--- Record set Enclosed Below ---

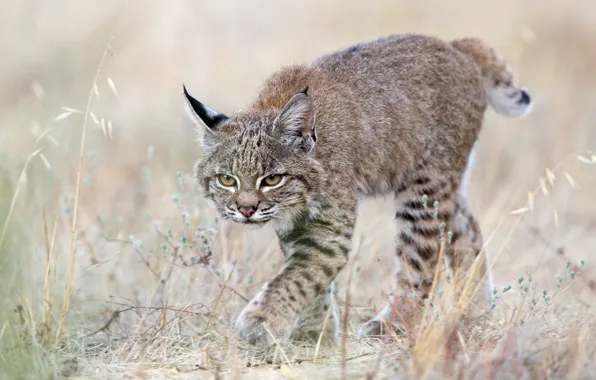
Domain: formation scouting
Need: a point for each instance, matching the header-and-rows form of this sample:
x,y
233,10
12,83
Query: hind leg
x,y
426,206
466,245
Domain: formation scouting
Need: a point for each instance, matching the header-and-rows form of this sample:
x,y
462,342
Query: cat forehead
x,y
247,124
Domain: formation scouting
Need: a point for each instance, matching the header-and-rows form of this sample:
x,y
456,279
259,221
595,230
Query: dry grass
x,y
111,265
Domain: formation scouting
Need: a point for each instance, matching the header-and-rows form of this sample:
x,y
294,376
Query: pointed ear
x,y
295,124
206,119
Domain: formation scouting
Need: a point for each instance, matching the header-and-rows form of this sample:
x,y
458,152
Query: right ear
x,y
206,119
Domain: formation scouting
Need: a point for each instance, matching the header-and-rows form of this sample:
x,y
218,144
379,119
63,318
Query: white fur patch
x,y
505,101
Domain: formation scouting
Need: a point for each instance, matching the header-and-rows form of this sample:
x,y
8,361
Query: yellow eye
x,y
272,180
226,180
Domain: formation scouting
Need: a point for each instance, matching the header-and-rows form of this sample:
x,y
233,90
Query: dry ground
x,y
148,284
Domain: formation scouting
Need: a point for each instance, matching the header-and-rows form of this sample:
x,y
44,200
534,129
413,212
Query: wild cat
x,y
399,115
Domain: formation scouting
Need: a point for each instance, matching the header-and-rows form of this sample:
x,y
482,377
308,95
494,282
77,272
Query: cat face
x,y
259,166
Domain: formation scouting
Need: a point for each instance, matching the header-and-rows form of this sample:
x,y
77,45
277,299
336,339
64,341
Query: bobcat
x,y
399,115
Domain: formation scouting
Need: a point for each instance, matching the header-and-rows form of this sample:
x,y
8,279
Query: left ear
x,y
295,124
207,120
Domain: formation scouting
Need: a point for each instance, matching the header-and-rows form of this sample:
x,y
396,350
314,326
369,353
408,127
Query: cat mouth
x,y
252,221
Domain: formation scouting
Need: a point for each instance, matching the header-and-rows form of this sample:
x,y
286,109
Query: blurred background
x,y
135,184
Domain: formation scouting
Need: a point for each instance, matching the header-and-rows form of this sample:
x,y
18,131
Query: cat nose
x,y
247,211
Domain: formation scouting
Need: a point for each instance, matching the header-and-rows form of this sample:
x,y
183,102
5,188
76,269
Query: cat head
x,y
259,166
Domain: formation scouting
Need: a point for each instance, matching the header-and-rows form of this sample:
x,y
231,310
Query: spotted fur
x,y
399,115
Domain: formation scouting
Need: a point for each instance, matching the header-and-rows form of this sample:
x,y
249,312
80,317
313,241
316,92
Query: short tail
x,y
503,95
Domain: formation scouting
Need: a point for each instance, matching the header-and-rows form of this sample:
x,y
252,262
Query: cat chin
x,y
253,226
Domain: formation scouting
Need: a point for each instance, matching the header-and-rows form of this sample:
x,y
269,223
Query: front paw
x,y
258,326
377,327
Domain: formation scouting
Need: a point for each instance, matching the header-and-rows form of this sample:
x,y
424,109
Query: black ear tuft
x,y
198,111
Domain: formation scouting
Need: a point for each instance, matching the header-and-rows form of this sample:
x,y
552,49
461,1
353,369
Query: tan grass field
x,y
113,267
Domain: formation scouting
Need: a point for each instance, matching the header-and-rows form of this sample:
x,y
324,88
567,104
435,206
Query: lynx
x,y
396,116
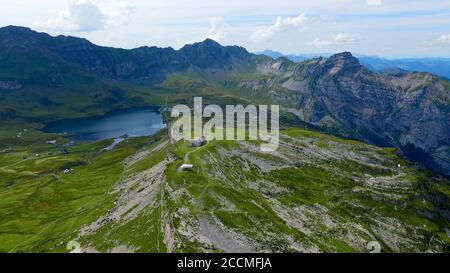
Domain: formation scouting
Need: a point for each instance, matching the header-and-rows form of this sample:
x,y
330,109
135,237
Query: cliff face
x,y
408,110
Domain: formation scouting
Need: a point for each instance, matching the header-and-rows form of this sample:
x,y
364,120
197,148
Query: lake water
x,y
133,122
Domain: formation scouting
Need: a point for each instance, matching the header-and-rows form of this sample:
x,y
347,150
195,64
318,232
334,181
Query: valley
x,y
317,193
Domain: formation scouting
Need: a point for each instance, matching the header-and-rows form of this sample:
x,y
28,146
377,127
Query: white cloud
x,y
87,16
340,39
282,24
444,38
216,31
373,2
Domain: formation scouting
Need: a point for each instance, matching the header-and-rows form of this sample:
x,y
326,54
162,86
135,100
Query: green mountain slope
x,y
317,193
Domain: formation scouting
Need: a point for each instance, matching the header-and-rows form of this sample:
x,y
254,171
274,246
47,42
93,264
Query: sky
x,y
386,28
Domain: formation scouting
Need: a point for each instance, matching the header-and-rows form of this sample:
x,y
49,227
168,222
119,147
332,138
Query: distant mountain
x,y
437,66
292,57
408,110
44,77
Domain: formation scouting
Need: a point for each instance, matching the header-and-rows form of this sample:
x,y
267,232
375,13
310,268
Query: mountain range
x,y
44,77
437,66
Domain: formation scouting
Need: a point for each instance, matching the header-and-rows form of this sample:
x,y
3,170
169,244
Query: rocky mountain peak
x,y
343,62
211,54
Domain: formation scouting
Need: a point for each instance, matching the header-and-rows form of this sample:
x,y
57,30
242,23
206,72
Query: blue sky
x,y
388,28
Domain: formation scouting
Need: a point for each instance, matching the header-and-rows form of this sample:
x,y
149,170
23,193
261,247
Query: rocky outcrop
x,y
10,85
410,111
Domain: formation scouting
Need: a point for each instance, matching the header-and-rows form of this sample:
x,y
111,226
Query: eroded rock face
x,y
10,85
410,111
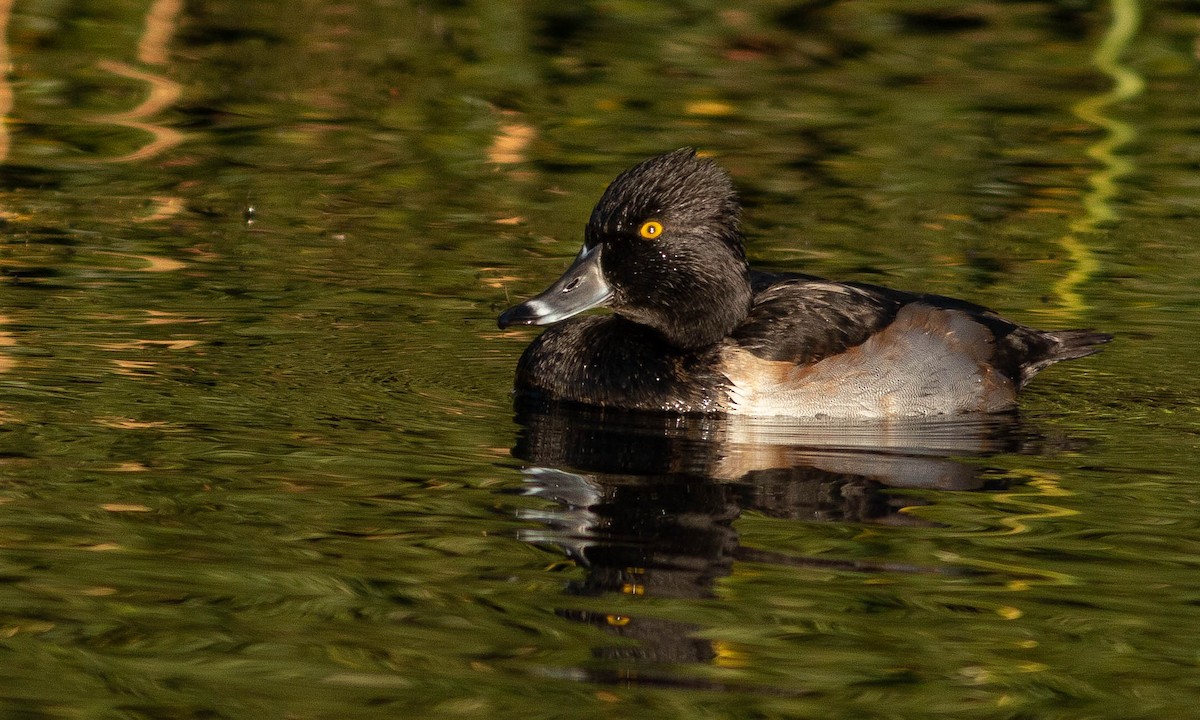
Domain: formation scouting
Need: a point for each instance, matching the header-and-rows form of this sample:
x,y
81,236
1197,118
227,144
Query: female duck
x,y
696,330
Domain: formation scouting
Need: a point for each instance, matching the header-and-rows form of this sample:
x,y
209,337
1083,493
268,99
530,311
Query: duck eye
x,y
651,229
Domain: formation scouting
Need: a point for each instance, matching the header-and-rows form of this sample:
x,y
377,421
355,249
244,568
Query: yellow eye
x,y
651,229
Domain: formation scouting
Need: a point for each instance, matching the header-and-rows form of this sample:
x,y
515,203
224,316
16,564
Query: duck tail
x,y
1065,345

--- End of Enclosed Record set ---

→ **Work order**
Print the data word for word and omit the pictures.

→ **Answer to this problem**
Domain: formation scouting
Need: a point for each instance, matching the header-and-rows form of this sample:
x,y
233,10
12,83
Query: hind leg
x,y
426,206
466,245
Domain: formation scouting
Need: a point for each instance, matching the header-and-rows form of this sample:
x,y
462,342
Query: cat forehead
x,y
247,124
Domain: formation scouting
Need: a point for each instance, matching the header-and-rows form of this sample:
x,y
456,279
259,221
595,230
Query: dry grass
x,y
111,265
Domain: formation scouting
Need: a point for each instance, matching the header-and-rows form of this sample:
x,y
294,376
Query: pointed ear
x,y
295,124
206,119
Domain: formation scouting
Need: a point for each instance, matching the header-and-rows form of this sample:
x,y
458,152
Query: right ear
x,y
206,119
Domain: formation scouting
Need: a point for each instance, matching the header-and-rows form of this sample:
x,y
218,144
379,119
63,318
Query: white fur patch
x,y
505,101
Domain: formation scouting
Need: a point for each instance, matching the header-and-rows form of this sample:
x,y
8,361
Query: yellow eye
x,y
272,180
226,180
Domain: formation scouting
Need: a point for each instance, matching the header-and-rows form of this sample:
x,y
233,90
Query: dry ground
x,y
148,284
Domain: formation scouting
Need: a point for each instance, matching the header-and-rows form of this sample:
x,y
44,200
534,129
413,212
Query: wild cat
x,y
399,115
Domain: formation scouting
Need: a point for each instance, matching the header-and-rows form of this sample:
x,y
482,377
308,95
494,282
77,272
Query: cat face
x,y
259,166
Domain: formation scouting
Need: a point for each instance, matching the header-and-rows form of this sample:
x,y
77,45
277,299
336,339
64,341
Query: bobcat
x,y
399,115
Domain: formation scouting
Need: a point for each instance, matching the header-and-rows form of this sample:
x,y
8,279
Query: left ear
x,y
295,124
207,120
Domain: formation scouting
Need: a point for each instance, matching the header-and-rows form of this sample:
x,y
396,350
314,326
369,353
408,127
Query: cat mouth
x,y
252,221
Domain: formation scouting
Need: a point for each instance, matching the header-and-rows form of this sample:
x,y
286,109
Query: blurred background
x,y
135,184
Domain: formation scouting
Need: a point for each instance, matching the header-and-rows form of this sample:
x,y
18,131
Query: cat nose
x,y
247,211
Domain: formation scouting
Need: a point for each instance, matching the header-and-rows form of this sample:
x,y
183,102
5,188
76,269
Query: cat head
x,y
259,166
Domain: formation scouting
Need: a point for each instance, matching the header-and-rows form of this sample:
x,y
231,310
Query: spotted fur
x,y
399,115
Domain: formation scouting
Need: a point for each instance, matching the header-and-rows form of this sample:
x,y
249,312
80,317
313,241
316,92
Query: short tail
x,y
503,95
Domain: formation scouting
Need: a point for each instance, matching the header-and-rows form of this sample:
x,y
252,262
Query: cat chin
x,y
253,226
Domain: formation scouting
Need: a point for each instance, matching the header-and-rows form of this sample:
x,y
269,223
Query: front paw
x,y
258,326
377,327
Domain: formation scouting
Need: a point for each instance, matching the header-and-rows form of this sample:
x,y
424,109
Query: black ear tuft
x,y
198,111
Domain: formation scouting
Need: a point for each instance, matching the header-and-rows form of this sample:
x,y
552,49
461,1
353,369
Query: tan grass field
x,y
113,267
Domain: formation scouting
Need: a point for each instance, matching the header-and-rows form of this sample:
x,y
324,88
567,104
435,206
Query: lynx
x,y
396,116
Domain: formation scouting
Need: a point for each instance, matching the header-and-rows form of this sample:
x,y
330,109
135,237
Query: cliff face
x,y
408,110
Domain: formation scouting
Need: a point for each instance, matching the header-and-rows form of this sample:
x,y
364,120
197,148
Query: lake water
x,y
133,122
Domain: formation scouting
Need: a point for each instance, matching the header-and-rows form of this sample:
x,y
347,150
195,64
318,232
334,181
Query: valley
x,y
317,193
Domain: formation scouting
Need: a point for each instance, matching the header-and-rows form of this sample:
x,y
28,146
377,127
Query: white cloud
x,y
87,16
340,39
282,24
444,38
216,31
373,2
Domain: formation scouting
Need: a point for each instance, matching the header-and-rows form of this sample:
x,y
326,54
162,86
135,100
Query: green mountain slope
x,y
317,193
Domain: formation scouting
Need: a point for each instance, matching the header-and-rows form of this sample:
x,y
254,171
274,246
47,42
93,264
Query: sky
x,y
386,28
Domain: formation scouting
Need: a point for each instance, matching the header-and-rows form of this sample:
x,y
49,227
168,222
119,147
332,138
Query: distant mountain
x,y
437,66
292,57
408,110
44,77
Domain: formation scouting
Need: a point for each instance, matching the header-and-rows form of this sample:
x,y
267,232
375,13
310,268
Query: mountain range
x,y
44,77
437,66
Domain: formation scouting
Need: a point for each instance, matching the header-and-rows form of this sample:
x,y
3,170
169,244
Query: rocky mountain peak
x,y
343,62
211,54
Domain: formation scouting
Need: a point for each instance, matching the header-and-rows form of this sample:
x,y
57,30
242,23
206,72
Query: blue sky
x,y
388,28
Domain: formation scouting
Need: a point for each instance, matching the header-and-rows form of this sample:
x,y
149,170
23,193
261,247
Query: rocky outcrop
x,y
10,85
410,111
Domain: formation scouting
Need: a point for each instance, matching the header-and-rows form of this sample:
x,y
111,226
Query: eroded rock face
x,y
10,85
410,111
Domain: formation scouting
Need: a point for each instance, matching the header-and-rows form of this sample:
x,y
81,236
1197,118
227,144
Query: female duck
x,y
696,330
Domain: formation scouting
Need: a point for each instance, matching the header-and-rows form of this sample:
x,y
209,337
1083,493
268,99
530,311
Query: duck eye
x,y
651,229
Domain: formation scouting
Need: a point for each instance, matching the header-and-rows form of this sample:
x,y
377,421
355,249
244,568
Query: yellow eye
x,y
651,229
Domain: formation scouting
Need: a point for each instance, matching the header-and-rows form of this sample:
x,y
515,203
224,316
16,564
Query: duck tail
x,y
1065,345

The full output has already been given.